====== RECORDS FOR THIS EXERCISE ======
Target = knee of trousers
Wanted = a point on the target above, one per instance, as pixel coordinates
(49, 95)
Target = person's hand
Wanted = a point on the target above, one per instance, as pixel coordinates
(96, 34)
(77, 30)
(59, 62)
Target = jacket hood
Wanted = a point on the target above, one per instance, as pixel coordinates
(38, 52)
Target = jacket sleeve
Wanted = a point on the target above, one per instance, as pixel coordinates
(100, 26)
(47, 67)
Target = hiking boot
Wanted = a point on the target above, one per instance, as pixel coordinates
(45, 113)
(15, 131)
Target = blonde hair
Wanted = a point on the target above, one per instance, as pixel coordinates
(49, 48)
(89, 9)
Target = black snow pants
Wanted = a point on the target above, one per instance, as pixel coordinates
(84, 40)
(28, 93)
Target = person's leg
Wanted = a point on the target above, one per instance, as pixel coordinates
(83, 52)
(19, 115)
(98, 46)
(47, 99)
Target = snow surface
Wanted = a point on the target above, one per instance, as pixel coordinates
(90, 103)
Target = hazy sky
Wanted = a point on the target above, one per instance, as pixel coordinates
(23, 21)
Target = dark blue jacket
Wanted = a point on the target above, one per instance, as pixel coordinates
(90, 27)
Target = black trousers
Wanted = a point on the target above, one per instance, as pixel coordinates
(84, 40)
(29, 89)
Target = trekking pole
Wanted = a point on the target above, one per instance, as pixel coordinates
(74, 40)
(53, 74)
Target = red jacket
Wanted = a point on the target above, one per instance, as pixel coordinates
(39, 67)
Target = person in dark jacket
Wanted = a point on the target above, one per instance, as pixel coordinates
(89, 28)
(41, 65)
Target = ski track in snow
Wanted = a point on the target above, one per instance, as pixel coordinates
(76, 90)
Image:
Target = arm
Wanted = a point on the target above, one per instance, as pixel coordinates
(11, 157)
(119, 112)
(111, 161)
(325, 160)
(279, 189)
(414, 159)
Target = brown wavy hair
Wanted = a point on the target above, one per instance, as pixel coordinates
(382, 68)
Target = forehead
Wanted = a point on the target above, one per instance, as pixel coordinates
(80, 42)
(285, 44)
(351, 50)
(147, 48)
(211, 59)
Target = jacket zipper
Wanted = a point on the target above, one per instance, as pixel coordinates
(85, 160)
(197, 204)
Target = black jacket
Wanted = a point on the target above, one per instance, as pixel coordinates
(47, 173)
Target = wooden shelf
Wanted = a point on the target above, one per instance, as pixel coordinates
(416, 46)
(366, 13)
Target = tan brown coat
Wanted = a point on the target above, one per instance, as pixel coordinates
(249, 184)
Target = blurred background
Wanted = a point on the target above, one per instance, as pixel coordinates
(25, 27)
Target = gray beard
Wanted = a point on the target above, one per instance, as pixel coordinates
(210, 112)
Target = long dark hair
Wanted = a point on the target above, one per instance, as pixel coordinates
======
TASK STATEMENT: Each line above is to be reproduced exactly. Leave none out.

EXERCISE RESPONSE:
Target = knee of trousers
Wanted = a point on the target above, one per instance, as pixel coordinates
(49, 95)
Target = person's hand
Wanted = a point on the target above, one per instance, as pixel coordinates
(96, 34)
(77, 30)
(59, 62)
Target = jacket hood
Wanted = a point on the target above, one per instance, as pixel coordinates
(38, 52)
Target = jacket sleeve
Wanted = a point on the target above, one per instance, as pixel coordinates
(100, 26)
(47, 67)
Target = hiking boot
Wanted = a point on the target above, one per instance, as pixel coordinates
(45, 113)
(15, 131)
Target = blonde hair
Wanted = a point on the target above, one per instance, as pixel coordinates
(49, 48)
(89, 9)
Target = black snow pants
Wanted = a point on the target above, one per instance, as pixel coordinates
(84, 40)
(28, 93)
Target = person's leg
Wanted = a point on the target above, one per instance, as pixel coordinates
(83, 52)
(19, 115)
(98, 46)
(47, 99)
Target = snow surface
Wanted = a point on the target above, one per instance, as pixel coordinates
(90, 103)
Target = hazy sky
Wanted = a point on the target above, one per instance, as pixel coordinates
(23, 21)
Target = dark blue jacket
Wanted = a point on the target above, one per instance, as pixel coordinates
(90, 27)
Target = black trousers
Wanted = a point on the target above, one per instance, as pixel coordinates
(84, 40)
(29, 89)
Target = trekking pole
Wanted = a point on the target above, one per instance, as pixel coordinates
(74, 40)
(53, 74)
Target = red jacket
Wanted = a point on the target above, one per instance, as pixel coordinates
(39, 67)
Target = person in dark jacket
Wanted = a point on the target above, one per instance, as pixel coordinates
(89, 28)
(41, 65)
Target = ski track in snow
Wanted = a point on the target above, one per instance, as pixel coordinates
(76, 90)
Image:
Target = arm
Wanted = a point on the target above, one per instance, as pixel coordinates
(11, 157)
(119, 112)
(111, 161)
(325, 160)
(279, 189)
(414, 159)
Target = brown wavy hair
Wanted = a point on the target above, one per instance, as pixel coordinates
(382, 68)
Target = forehead
Wanted = a point on the target above, one per instance, as pixel coordinates
(80, 42)
(285, 44)
(351, 50)
(147, 48)
(211, 59)
Target = jacket zipper
Wanted = a point on the target above, one per instance, as pixel coordinates
(85, 160)
(197, 204)
Target = black jacket
Wanted = a point on the target above, one per instance, as pixel coordinates
(47, 173)
Target = wooden shelf
Wanted = a point on the target above, one per instance, as pixel coordinates
(416, 46)
(366, 13)
Target = tan brown coat
Wanted = a point on the target above, one per instance, as pixel coordinates
(249, 184)
Target = blurred background
Wanted = a point on the target above, one per instance, as pixel coordinates
(25, 27)
Target = gray beard
Wanted = a point on the target above, one per instance, as pixel coordinates
(210, 112)
Target = long dark hair
Wanted = a point on the target above, one per instance, as pixel coordinates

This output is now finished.